[EXERCISE] Reproduce the following text on dandelion and calendula for skin in full, with every character unchanged.

═══ EXTRACTED TEXT

Abraham Lincoln and Tom Hanks. Buffalo Bill and Ralph Waldo Emerson. Calendula and dandelion. <<– It’s not uncommon for notable pairs to run in families. Sometimes the resemblance is obvious – for example, Clint Eastwood and John Wayne are related – but sometimes it’s not . . . at least at first.
Although they both belong to the Asteraceae family, calendula is more well-known for its skincare benefits while dandelion is better known for its detoxification, digestive, and hormone balancing benefits.
I call this homemade calendula salve my #allthethings balm because it can be used as a face moisturizer, chapped-lip balm, baby bottom balm, owie salve, burn salve, bug bite balm, and more. But actually, dandelion also contains compounds that nourish and hydrate – making it perfect for a healing balm – and best of all dandelions can be found during the spring and summer just about everywhere . . . for FREE.
Benefits of Dandelion for Skin
Gathering dandelions is a perfect way to introduce kids to the joy of wildcrafting, or to experience it firsthand for the first time. In addition to their culinary uses (topping salads, making infused vinegars, etc), they also have properties that make them ideal for skincare.
Yep, these sunny yellow flowers are full of anti-inflammatory antioxidants, polyphenols, flavonoids and minerals that support and protect your cells, soothe skin irritations and nourish dry skin. (Ganora)

══════
═══ GIVEN ENTRIES

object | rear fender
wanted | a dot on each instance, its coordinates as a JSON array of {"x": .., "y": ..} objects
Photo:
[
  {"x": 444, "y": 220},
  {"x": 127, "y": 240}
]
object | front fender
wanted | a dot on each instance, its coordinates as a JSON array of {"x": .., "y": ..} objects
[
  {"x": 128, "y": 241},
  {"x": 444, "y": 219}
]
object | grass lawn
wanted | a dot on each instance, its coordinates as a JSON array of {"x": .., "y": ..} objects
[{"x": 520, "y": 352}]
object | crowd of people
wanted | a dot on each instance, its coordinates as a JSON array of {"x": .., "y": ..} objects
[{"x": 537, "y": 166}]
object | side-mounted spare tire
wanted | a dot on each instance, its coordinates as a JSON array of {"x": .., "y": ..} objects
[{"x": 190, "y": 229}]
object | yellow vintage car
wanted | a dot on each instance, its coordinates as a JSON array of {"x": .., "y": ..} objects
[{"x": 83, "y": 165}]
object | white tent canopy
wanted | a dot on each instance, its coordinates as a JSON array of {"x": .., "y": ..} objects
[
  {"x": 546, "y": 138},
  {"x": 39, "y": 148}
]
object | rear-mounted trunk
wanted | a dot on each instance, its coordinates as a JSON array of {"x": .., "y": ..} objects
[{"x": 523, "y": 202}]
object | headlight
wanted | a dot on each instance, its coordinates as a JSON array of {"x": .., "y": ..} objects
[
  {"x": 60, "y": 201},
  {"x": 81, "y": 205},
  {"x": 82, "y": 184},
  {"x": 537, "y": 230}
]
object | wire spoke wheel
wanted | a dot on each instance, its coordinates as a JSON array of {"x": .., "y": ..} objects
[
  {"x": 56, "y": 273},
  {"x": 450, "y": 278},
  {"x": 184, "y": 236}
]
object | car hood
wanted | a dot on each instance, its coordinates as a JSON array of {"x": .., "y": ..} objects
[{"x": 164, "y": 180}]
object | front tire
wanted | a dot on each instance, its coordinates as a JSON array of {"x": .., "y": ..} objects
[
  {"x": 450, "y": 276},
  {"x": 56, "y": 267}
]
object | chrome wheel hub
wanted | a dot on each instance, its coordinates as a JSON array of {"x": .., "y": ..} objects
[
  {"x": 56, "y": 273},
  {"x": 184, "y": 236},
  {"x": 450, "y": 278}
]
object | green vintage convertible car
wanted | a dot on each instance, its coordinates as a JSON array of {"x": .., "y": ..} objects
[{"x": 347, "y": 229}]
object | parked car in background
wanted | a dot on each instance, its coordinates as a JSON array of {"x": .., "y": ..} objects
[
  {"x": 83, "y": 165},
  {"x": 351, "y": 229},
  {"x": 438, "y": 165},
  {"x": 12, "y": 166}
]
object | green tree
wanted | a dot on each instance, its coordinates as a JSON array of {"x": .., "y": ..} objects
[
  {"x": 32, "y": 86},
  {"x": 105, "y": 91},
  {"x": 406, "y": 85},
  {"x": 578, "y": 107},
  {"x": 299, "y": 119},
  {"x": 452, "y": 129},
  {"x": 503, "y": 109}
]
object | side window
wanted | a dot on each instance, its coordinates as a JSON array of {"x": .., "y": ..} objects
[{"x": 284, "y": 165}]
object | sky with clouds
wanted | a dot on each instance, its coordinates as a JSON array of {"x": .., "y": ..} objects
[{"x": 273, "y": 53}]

══════

[SOLVED PROBLEM]
Abraham Lincoln and Tom Hanks. Buffalo Bill and Ralph Waldo Emerson. Calendula and dandelion. <<– It’s not uncommon for notable pairs to run in families. Sometimes the resemblance is obvious – for example, Clint Eastwood and John Wayne are related – but sometimes it’s not . . . at least at first.
Although they both belong to the Asteraceae family, calendula is more well-known for its skincare benefits while dandelion is better known for its detoxification, digestive, and hormone balancing benefits.
I call this homemade calendula salve my #allthethings balm because it can be used as a face moisturizer, chapped-lip balm, baby bottom balm, owie salve, burn salve, bug bite balm, and more. But actually, dandelion also contains compounds that nourish and hydrate – making it perfect for a healing balm – and best of all dandelions can be found during the spring and summer just about everywhere . . . for FREE.
Benefits of Dandelion for Skin
Gathering dandelions is a perfect way to introduce kids to the joy of wildcrafting, or to experience it firsthand for the first time. In addition to their culinary uses (topping salads, making infused vinegars, etc), they also have properties that make them ideal for skincare.
Yep, these sunny yellow flowers are full of anti-inflammatory antioxidants, polyphenols, flavonoids and minerals that support and protect your cells, soothe skin irritations and nourish dry skin. (Ganora)